Problem:
Return each entry word for word. Leave the images out.

######

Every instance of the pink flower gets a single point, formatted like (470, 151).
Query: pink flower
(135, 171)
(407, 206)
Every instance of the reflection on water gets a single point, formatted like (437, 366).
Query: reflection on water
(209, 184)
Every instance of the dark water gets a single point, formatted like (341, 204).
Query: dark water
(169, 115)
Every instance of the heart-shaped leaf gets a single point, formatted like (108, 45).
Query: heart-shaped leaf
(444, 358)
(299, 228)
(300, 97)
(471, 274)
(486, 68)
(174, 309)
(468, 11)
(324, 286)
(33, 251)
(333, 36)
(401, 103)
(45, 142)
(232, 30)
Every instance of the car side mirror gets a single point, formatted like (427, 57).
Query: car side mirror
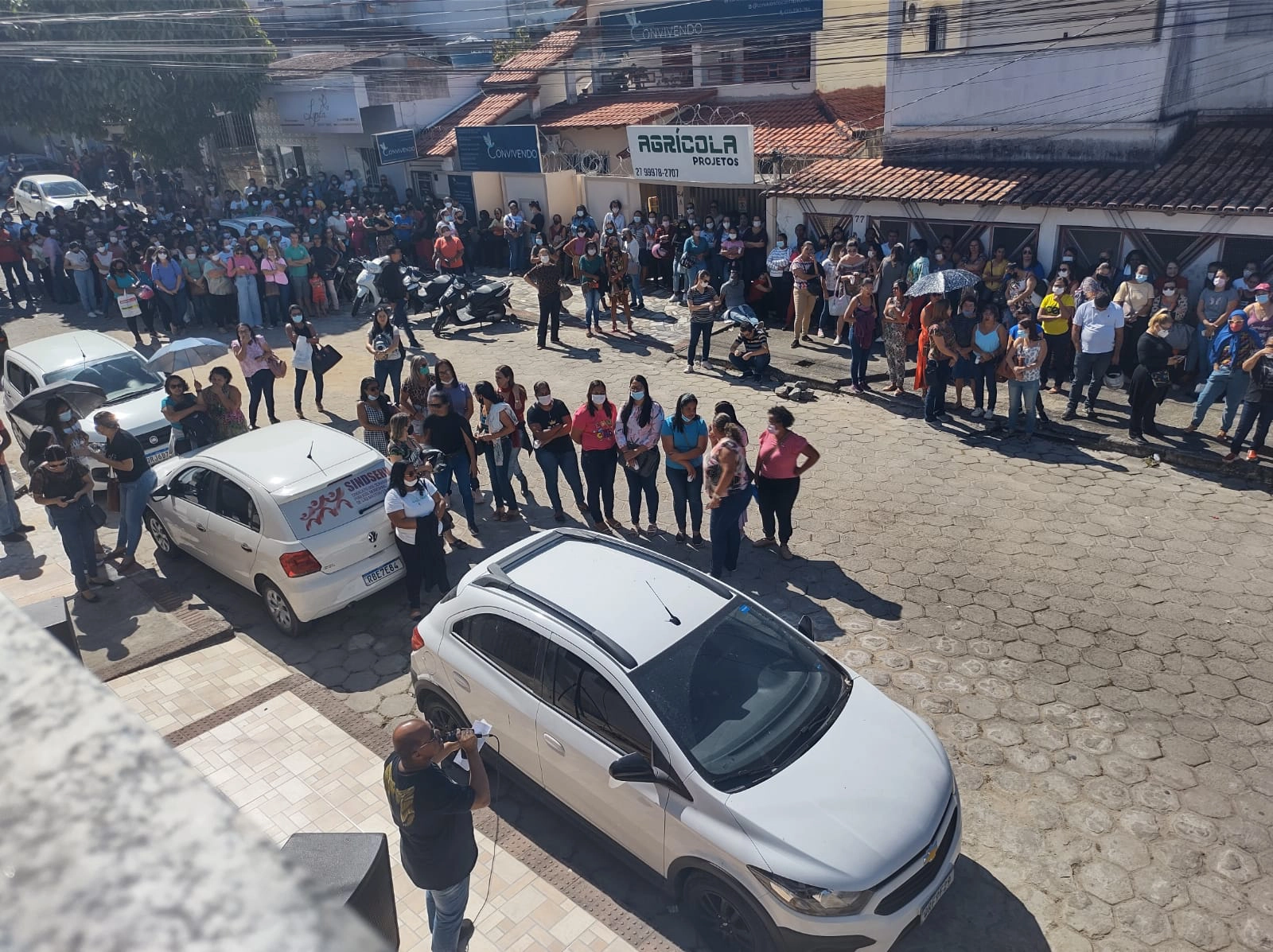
(634, 769)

######

Output for this exercise:
Every instance of the pink flower gets a single point, formatted like (470, 151).
Query: pink flower
(135, 171)
(407, 206)
Every instance of the reflection on water gets a single point, formatted like (437, 366).
Query: reflection on water
(209, 184)
Every instance of the dark water gets a single point, formatted like (341, 204).
Query: dark water
(169, 115)
Every instance of the heart-shaped leaf gets a single point, formatted like (108, 45).
Query: heart-shaped leaf
(444, 358)
(299, 228)
(300, 97)
(471, 274)
(486, 68)
(174, 309)
(468, 11)
(324, 286)
(33, 251)
(333, 36)
(401, 103)
(45, 142)
(232, 30)
Every instance of the car side mirror gets a single point, formatted like (427, 57).
Query: car side mirror
(634, 769)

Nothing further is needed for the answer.